WCCG

Hope Mills, North Carolina; United States;
- Broadcast area: Fayetteville, North Carolina
- Frequency: 104.5 MHz
- Branding: WCCG 104.5 - "The Hip Hop Station"

Programming
- Format: Mainstream Urban

Ownership
- Owner: Dr James E Carson

History
- First air date: April 16, 1997

Technical information
- Licensing authority: FCC
- Facility ID: 17529
- Class: A
- ERP: 6,000 watts
- HAAT: 84 meters
- Transmitter coordinates: 34°56′34″N 78°51′41″W﻿ / ﻿34.94278°N 78.86139°W

Links
- Public license information: Public file; LMS;
- Webcast: Listen live
- Website: wccg1045fm.com

= WCCG =

WCCG is an American radio station licensed to broadcast to Hope Mills, North Carolina on FM frequency of 104.5 MHz with 6,000 watts of power, and serving the Fayetteville, North Carolina area. The station is programmed with a Mainstream Urban music format and carries Yung Joc & The Streetz Morning Takeover. It is locally owned and operated by Dr. James E. Carson, Carson Communications. Its studios are located in downtown Fayetteville, just less than one block south of Market House, and its transmitter is located east of Hope Mills.

........

**STATED TASK**
Please carry on the article about the WCCG radio station from where it stops, writing in the same style.

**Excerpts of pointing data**
........

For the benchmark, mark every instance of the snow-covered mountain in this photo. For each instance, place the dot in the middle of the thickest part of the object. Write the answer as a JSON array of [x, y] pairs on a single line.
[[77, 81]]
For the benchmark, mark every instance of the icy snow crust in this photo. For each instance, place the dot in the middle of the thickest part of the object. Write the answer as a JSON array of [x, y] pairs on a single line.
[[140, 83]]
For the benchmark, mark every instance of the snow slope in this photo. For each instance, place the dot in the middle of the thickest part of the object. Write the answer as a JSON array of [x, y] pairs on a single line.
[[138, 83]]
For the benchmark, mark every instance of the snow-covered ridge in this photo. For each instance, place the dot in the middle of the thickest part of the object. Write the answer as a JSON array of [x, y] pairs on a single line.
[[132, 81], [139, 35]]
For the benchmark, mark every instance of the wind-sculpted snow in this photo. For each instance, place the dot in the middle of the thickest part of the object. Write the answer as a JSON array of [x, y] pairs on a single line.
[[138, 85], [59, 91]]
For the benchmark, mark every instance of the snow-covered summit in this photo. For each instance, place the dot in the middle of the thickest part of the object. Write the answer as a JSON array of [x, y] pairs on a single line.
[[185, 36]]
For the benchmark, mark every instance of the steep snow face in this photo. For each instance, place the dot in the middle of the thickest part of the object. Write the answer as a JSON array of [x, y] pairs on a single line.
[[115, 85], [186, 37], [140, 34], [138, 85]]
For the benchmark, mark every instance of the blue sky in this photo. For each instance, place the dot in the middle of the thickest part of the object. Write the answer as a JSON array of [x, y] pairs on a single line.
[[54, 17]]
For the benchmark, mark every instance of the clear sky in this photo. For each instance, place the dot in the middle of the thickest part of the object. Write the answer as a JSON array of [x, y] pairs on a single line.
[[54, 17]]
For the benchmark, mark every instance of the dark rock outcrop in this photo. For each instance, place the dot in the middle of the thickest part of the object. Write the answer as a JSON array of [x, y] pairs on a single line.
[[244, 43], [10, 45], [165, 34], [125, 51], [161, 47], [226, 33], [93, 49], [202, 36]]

........

**TASK ANSWER**
==History==
The 104.5 frequency was allocated in 1986. Among the applicants were John Dawson of WQSM. Dr. James Carson, a former Fayetteville State University vice chancellor, applied with the FCC in 1987 and was awarded a construction permit three years later. On April 16, 1997, WCCG signed on with commercial-free classical music performed on a piano. The station was not yet at full power.

"The Vibe" began broadcasting at 6000 watts June 19, 1997 with "Love and Happiness" by Al Green. The format was classic R&B with such artists as Marvin Gaye, the Supremes, the Shirelles, Brook Benton, Wilbert Harrison, Rick James, Ruth Brown, James Brown, and Ike and Tina Turner. Ron Scurry was morning host, and Tracey Vee, another DJ, went by the name "TV on Your Radio." WFLB was the area's other oldies station.

On November 13, 2000, The Vibe stopped playing older music except on Saturdays, switching to a mix of current R&B and 80s and 90s hits but no rap, intending to reach a younger audience. B. B. Holland, "Bam-Bam" from WRCQ, became the new host of "Wake Up Shake Up." Sonny Pagan, formerly of WKQB, was the new operations manager. The change gave The Vibe its best ratings ever.

In October 2002, WCCG played James Brown's "The Payback" for several days, leading to rumors of a format change. One woman nearly called 911, fearing someone was holding the station hostage. Although Carson denied any change was coming, WCCG was soon calling itself "Hot 104.5" and playing more rap.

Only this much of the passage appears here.